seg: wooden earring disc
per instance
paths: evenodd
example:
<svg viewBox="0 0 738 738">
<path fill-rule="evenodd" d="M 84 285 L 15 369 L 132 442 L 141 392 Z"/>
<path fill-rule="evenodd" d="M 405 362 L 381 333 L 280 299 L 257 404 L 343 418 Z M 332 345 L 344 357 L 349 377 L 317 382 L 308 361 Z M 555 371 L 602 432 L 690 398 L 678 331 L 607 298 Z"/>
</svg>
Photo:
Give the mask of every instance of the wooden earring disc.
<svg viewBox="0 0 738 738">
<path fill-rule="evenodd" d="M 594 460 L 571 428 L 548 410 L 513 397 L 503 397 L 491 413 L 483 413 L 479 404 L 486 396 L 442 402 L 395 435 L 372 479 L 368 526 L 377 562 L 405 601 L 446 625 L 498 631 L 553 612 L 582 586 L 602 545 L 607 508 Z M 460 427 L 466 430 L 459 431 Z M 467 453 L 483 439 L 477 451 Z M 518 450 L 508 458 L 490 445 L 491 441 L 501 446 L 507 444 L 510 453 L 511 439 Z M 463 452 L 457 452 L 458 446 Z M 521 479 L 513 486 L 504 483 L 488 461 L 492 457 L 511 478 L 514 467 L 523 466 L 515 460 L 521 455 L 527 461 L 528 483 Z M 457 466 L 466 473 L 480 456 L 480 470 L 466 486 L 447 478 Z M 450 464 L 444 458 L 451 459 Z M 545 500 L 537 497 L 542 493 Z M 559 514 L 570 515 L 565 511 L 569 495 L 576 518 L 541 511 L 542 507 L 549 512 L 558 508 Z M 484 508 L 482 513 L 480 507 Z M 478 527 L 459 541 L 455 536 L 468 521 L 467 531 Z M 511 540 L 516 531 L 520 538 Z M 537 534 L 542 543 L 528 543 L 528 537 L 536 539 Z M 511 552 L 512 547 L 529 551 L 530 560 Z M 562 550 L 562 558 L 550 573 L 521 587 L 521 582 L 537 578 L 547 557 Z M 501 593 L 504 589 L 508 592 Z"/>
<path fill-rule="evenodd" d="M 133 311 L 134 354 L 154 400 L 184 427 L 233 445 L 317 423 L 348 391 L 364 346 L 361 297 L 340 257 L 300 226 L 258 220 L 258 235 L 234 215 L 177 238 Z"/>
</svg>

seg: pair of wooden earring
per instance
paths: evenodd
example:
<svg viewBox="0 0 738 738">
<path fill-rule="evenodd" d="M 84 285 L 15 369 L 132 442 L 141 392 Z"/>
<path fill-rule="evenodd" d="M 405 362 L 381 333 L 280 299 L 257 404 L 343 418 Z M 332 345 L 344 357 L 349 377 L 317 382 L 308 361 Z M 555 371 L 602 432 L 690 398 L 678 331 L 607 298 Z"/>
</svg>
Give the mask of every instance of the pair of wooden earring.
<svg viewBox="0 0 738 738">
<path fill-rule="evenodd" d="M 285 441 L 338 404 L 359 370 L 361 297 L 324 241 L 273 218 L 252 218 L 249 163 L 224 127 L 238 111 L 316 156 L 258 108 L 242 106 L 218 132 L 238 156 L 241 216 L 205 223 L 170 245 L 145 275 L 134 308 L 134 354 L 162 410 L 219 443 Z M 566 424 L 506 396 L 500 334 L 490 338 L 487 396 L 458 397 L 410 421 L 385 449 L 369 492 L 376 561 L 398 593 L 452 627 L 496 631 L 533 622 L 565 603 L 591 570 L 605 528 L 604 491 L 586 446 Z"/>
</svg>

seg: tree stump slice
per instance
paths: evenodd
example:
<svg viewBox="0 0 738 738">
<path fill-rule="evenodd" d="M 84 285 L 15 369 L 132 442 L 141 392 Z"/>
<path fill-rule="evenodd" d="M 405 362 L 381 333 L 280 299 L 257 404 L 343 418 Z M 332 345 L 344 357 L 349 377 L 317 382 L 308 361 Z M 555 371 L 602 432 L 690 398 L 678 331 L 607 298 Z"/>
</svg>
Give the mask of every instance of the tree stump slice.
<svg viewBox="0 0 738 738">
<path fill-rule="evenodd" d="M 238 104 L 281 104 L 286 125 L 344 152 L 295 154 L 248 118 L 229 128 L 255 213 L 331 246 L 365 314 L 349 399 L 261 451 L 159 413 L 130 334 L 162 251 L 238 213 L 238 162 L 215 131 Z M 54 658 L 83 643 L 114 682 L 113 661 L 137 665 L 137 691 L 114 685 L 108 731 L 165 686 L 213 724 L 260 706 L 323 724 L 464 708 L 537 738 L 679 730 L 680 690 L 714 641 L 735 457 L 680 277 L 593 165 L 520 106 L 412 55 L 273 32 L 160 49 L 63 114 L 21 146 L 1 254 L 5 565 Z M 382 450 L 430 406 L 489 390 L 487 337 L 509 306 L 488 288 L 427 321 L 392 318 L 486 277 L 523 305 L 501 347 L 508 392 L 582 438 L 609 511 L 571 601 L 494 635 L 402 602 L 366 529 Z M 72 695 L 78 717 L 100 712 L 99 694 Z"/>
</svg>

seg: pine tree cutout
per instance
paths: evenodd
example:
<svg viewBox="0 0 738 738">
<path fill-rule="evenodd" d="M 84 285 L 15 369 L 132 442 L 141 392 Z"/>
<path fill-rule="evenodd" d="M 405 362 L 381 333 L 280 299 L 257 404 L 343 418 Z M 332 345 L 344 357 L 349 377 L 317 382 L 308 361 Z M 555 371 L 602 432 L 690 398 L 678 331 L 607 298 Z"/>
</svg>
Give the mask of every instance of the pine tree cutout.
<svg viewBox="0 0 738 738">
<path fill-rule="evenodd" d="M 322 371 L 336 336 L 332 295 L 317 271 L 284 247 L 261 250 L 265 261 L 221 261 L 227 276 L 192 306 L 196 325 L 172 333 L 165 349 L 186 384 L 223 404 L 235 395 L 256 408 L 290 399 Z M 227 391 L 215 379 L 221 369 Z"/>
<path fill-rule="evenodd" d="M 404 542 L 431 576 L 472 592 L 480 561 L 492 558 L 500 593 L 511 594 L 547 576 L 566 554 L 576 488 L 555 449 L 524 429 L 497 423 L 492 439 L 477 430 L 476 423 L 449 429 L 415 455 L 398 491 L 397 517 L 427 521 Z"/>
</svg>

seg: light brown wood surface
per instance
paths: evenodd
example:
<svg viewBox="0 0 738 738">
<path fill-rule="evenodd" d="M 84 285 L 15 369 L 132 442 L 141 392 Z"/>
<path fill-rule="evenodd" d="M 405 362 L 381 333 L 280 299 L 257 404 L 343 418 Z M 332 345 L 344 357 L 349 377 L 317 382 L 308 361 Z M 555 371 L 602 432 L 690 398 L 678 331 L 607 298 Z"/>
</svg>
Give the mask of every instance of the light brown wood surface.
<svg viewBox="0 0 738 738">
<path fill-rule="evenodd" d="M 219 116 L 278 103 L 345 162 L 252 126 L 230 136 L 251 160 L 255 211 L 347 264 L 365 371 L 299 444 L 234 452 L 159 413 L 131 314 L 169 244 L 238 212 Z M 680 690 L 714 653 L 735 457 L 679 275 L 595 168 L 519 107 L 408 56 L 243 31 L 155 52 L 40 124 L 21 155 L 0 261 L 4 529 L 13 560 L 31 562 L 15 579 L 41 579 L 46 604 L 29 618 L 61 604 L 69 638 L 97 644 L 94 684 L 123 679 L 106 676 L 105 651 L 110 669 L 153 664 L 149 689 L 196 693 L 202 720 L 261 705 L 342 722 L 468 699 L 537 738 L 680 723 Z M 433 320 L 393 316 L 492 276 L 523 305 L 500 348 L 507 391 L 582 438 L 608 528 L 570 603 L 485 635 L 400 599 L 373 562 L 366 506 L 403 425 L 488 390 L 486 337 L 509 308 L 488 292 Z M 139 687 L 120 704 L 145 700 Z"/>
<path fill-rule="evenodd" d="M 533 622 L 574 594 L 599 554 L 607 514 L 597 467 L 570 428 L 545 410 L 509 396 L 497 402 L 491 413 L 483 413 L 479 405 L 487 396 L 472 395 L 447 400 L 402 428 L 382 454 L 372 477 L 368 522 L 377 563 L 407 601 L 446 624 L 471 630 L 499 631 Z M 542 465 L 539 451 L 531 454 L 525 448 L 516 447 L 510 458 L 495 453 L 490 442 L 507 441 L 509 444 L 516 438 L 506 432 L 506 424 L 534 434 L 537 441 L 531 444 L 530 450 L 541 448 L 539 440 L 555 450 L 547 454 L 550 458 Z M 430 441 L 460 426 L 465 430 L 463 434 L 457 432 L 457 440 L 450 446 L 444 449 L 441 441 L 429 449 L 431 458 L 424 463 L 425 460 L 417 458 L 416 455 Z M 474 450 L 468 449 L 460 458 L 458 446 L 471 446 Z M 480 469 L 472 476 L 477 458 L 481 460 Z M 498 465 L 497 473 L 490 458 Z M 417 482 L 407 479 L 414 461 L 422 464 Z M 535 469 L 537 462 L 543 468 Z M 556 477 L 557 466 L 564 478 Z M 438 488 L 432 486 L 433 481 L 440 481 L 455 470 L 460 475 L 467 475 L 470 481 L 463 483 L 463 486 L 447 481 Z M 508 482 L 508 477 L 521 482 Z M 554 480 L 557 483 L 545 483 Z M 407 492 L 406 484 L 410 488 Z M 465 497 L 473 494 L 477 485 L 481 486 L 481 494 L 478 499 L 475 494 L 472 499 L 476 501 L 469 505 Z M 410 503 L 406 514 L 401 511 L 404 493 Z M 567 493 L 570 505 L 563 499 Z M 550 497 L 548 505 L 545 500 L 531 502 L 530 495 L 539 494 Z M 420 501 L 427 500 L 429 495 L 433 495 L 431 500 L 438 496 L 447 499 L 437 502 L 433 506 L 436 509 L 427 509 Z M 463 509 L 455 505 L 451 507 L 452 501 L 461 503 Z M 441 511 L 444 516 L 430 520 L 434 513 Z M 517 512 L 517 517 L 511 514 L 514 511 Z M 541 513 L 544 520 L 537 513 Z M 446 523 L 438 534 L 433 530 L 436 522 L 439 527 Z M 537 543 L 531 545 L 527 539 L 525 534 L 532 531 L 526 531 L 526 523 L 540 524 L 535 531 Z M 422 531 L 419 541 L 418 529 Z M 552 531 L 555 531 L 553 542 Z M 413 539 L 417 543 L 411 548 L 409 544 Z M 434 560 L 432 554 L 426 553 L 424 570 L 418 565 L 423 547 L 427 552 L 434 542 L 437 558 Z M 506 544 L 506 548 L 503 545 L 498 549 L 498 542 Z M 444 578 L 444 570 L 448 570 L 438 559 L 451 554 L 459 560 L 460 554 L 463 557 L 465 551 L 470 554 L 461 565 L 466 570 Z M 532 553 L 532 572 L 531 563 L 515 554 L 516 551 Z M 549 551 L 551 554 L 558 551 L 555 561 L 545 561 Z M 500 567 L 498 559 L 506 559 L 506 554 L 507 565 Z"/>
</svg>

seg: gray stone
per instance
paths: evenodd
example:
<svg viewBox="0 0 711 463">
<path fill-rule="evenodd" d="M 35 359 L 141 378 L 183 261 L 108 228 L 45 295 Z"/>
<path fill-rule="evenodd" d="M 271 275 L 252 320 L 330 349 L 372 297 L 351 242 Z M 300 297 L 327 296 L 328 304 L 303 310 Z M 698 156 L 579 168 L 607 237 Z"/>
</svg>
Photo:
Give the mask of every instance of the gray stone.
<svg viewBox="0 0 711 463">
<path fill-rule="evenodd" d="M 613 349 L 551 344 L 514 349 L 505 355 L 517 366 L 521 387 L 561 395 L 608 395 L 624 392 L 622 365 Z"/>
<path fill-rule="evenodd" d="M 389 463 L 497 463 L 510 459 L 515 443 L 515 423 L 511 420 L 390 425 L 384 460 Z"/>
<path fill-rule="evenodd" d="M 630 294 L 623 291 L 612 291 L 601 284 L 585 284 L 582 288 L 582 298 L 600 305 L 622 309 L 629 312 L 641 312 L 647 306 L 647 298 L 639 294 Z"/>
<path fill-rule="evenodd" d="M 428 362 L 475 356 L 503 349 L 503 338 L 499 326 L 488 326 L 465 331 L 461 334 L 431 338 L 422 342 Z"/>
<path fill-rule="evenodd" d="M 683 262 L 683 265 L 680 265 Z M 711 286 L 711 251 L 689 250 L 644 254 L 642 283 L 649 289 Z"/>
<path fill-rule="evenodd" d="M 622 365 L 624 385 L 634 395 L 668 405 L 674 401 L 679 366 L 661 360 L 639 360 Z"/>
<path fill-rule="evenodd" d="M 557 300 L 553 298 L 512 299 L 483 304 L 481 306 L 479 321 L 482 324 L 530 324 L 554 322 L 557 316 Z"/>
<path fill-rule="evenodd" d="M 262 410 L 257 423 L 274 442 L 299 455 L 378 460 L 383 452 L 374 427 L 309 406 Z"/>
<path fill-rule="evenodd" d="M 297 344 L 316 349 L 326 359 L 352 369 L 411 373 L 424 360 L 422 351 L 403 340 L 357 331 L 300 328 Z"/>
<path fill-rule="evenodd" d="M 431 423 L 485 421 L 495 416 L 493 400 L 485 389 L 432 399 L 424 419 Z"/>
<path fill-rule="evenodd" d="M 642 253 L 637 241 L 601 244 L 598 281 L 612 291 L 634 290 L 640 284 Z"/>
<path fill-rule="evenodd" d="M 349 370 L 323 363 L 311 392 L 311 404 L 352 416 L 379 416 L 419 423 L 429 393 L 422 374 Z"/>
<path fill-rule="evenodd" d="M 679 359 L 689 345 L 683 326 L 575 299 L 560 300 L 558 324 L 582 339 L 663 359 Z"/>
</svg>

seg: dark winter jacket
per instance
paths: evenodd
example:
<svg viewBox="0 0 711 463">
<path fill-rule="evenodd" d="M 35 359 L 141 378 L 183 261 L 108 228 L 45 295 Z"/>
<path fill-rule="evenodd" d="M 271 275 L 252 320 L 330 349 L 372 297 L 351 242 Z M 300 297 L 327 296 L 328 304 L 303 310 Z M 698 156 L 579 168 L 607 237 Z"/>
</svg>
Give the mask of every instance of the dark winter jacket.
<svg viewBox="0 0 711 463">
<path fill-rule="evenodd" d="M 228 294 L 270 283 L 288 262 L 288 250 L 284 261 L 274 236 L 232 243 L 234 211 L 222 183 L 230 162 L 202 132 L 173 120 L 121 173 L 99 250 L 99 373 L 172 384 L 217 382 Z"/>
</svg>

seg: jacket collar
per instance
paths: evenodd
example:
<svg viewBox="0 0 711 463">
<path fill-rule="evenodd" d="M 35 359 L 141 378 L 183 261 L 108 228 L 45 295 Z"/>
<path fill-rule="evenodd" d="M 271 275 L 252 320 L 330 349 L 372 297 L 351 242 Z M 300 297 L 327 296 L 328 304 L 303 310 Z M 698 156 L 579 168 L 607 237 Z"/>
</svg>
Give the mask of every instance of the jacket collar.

━━━━━━━━━━━━━━━━━━━━━━━━━━━━━━

| Aim of the task |
Put the stretch of the data from the line containing "seg: light brown wood surface" through the line containing "219 116 L 278" into a Markdown table with the columns No. and Text. Number each line, and skip any blank lines.

| Response to this exercise |
| No. | Text |
|---|---|
| 1 | seg: light brown wood surface |
| 2 | per instance |
| 3 | paths: evenodd |
| 4 | example: |
| 5 | <svg viewBox="0 0 738 738"> |
| 6 | <path fill-rule="evenodd" d="M 84 285 L 15 369 L 132 442 L 141 392 Z"/> |
| 7 | <path fill-rule="evenodd" d="M 405 362 L 381 333 L 280 299 L 257 404 L 343 418 Z M 332 345 L 344 357 L 349 377 L 317 382 L 308 361 Z M 555 371 L 602 432 L 690 398 L 678 331 L 607 298 Z"/> |
| 8 | </svg> |
| 9 | Give the mask of every instance of the light brown wood surface. |
| 10 | <svg viewBox="0 0 738 738"> |
| 11 | <path fill-rule="evenodd" d="M 219 116 L 278 103 L 345 162 L 252 126 L 230 136 L 251 160 L 255 211 L 347 264 L 365 371 L 299 444 L 234 452 L 159 413 L 131 314 L 169 244 L 238 212 Z M 680 690 L 714 653 L 735 457 L 679 275 L 595 168 L 519 107 L 408 56 L 243 31 L 155 52 L 40 124 L 21 155 L 0 261 L 4 529 L 13 560 L 31 562 L 15 579 L 41 579 L 46 604 L 29 618 L 61 604 L 69 638 L 97 644 L 94 684 L 123 679 L 106 676 L 105 651 L 110 669 L 153 664 L 149 689 L 196 693 L 202 720 L 261 705 L 342 722 L 468 699 L 537 738 L 680 723 Z M 433 320 L 393 316 L 492 276 L 523 305 L 500 348 L 507 391 L 582 438 L 608 528 L 570 603 L 485 635 L 400 599 L 373 562 L 366 506 L 403 425 L 488 390 L 486 337 L 509 308 L 488 292 Z M 139 687 L 120 704 L 145 700 Z"/> |